• GIVEN EXERCISE
Return each line of the material below that contains the string "chair". Treat uppercase and lowercase letters as different.

• Records from a data source

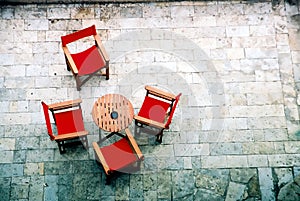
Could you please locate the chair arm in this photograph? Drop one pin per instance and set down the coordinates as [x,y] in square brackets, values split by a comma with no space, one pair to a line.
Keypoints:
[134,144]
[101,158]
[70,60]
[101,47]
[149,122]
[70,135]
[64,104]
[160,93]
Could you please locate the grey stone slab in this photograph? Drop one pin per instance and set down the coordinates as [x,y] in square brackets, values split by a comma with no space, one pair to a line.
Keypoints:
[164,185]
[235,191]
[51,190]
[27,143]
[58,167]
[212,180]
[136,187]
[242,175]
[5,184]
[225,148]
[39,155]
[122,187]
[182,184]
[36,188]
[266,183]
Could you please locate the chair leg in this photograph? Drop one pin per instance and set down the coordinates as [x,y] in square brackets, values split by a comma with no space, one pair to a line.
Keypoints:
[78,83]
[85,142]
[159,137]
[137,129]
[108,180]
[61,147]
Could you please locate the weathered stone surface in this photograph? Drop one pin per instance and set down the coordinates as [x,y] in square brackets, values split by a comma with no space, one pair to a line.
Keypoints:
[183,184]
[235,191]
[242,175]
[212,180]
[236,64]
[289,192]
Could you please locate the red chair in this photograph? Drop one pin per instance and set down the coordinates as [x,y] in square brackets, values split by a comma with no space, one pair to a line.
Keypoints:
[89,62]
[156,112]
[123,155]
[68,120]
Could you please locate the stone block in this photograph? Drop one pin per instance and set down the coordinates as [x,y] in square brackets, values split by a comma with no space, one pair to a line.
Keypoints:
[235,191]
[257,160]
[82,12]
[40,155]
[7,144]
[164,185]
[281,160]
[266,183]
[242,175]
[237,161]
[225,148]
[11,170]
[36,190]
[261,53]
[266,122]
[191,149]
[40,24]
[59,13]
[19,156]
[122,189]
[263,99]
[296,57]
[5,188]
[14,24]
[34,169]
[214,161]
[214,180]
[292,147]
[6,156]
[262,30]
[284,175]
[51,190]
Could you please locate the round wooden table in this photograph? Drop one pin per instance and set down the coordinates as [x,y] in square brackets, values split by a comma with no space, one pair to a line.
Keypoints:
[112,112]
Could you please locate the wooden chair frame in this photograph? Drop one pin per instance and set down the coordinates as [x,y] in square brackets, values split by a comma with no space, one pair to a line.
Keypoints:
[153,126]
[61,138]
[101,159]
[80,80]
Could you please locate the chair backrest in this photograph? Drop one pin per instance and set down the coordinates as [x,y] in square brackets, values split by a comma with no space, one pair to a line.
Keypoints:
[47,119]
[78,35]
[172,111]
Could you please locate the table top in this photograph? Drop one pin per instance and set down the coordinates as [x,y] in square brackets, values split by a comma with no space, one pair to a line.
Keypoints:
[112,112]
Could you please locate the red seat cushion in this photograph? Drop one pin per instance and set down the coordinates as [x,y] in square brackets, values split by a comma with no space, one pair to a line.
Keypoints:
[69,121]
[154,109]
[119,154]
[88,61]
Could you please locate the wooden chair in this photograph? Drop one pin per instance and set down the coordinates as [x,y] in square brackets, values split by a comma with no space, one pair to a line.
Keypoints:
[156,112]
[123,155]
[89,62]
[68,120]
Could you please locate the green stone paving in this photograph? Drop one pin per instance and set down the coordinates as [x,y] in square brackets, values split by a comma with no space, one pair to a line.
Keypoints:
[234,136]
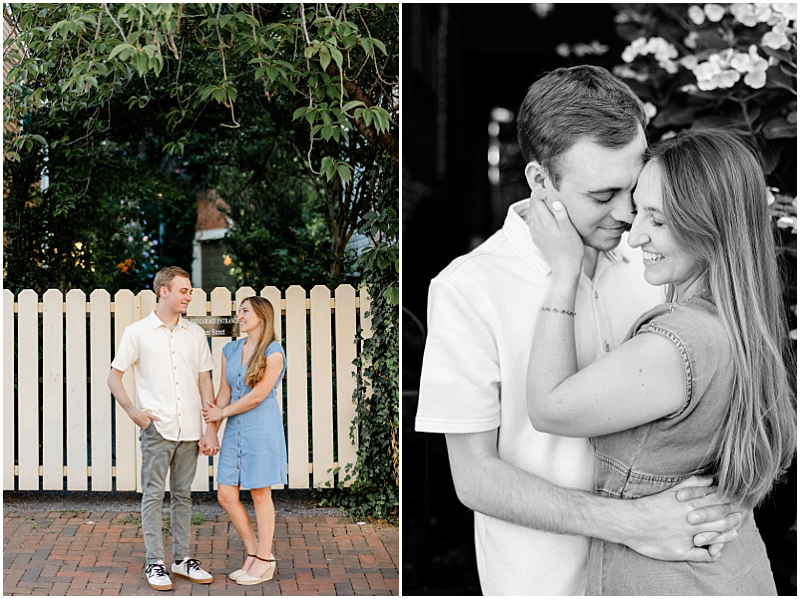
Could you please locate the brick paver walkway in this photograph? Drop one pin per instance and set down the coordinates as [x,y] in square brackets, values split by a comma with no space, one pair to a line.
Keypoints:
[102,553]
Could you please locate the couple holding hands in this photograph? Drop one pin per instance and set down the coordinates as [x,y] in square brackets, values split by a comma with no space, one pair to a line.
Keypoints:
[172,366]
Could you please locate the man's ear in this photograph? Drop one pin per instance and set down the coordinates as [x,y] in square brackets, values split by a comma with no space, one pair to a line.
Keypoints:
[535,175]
==
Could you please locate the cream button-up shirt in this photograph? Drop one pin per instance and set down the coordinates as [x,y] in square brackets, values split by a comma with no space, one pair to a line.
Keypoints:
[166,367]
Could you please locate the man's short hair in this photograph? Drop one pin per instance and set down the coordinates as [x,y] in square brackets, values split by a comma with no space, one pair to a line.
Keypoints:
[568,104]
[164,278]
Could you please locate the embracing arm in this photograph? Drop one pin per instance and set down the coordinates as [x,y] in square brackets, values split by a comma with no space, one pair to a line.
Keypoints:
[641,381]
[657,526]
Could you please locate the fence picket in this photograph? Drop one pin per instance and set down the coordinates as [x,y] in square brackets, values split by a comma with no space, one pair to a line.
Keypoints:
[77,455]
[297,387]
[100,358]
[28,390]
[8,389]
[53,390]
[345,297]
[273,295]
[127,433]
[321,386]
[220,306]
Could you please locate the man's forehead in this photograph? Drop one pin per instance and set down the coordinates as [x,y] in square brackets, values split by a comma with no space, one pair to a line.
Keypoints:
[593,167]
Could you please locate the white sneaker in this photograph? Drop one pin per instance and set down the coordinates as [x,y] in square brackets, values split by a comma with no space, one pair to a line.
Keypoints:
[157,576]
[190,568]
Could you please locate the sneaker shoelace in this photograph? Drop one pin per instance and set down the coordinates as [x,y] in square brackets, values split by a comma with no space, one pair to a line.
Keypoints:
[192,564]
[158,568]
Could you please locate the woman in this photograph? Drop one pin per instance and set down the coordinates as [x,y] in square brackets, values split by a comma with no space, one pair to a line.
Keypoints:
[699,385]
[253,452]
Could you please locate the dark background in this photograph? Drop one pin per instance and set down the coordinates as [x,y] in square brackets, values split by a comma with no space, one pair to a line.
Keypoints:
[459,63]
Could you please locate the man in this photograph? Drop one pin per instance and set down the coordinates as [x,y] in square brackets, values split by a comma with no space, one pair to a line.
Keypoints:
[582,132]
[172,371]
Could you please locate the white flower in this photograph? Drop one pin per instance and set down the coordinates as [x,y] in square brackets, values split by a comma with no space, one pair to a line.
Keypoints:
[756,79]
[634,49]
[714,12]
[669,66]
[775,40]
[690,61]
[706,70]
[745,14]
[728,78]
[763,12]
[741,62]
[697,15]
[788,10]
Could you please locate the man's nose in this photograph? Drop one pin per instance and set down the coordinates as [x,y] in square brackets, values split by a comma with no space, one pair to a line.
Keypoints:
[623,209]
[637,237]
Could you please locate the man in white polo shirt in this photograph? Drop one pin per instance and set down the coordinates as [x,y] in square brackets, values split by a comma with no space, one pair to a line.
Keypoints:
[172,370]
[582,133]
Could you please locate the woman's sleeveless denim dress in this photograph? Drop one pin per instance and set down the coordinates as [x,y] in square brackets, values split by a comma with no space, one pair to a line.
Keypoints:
...
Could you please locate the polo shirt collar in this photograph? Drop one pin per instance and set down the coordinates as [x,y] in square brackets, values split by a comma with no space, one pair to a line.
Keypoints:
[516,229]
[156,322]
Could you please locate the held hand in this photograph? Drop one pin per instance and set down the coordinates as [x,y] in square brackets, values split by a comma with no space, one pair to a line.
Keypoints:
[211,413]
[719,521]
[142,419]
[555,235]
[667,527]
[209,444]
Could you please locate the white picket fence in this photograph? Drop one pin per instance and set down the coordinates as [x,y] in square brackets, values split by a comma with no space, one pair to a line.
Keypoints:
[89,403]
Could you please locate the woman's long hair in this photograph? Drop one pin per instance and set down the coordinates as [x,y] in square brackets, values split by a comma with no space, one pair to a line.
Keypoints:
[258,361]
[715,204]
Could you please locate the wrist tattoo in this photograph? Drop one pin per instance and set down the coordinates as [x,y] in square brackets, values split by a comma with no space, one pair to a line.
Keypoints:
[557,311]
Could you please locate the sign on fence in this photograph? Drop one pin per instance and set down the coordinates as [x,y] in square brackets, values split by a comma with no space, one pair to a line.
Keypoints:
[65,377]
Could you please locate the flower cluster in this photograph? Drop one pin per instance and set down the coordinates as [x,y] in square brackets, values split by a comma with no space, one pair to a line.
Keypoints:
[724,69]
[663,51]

• FULL SOLUTION
Could you please locate the chair arm in this photograph? Drop one pin per instance and set down the coordinates as [x,y] in square brackets, values split by a comma with no space, one pair to a line.
Could you please locate the chair leg in this photograph? Drop one pin per instance and set down the coordinates as [x,y] in square brackets, values split by a comma with no space, one pair to a line.
Could you please locate the red chair in this photograph? Drop one pin per instance and set down the coordinates as [x,y] in square brackets, values split by a comma with no space, one pair to a line.
Could you please locate the wooden chair frame in this photograph? Drop one pin per instance and set down the coordinates as [x,y] in square brackets, values split by a comma with no space, one pair to a line.
Could you please locate the chair backrest in this photograph? Drop one pin per instance and set down the coordinates as [x,y] in square brackets, values split by a comma with no space, one pair to a line.
Could you please locate the wooden chair in this photograph? Drop one pin per instance and set down the coordinates as [x,y] in square brackets, values split by a comma with no space, one pair to a line.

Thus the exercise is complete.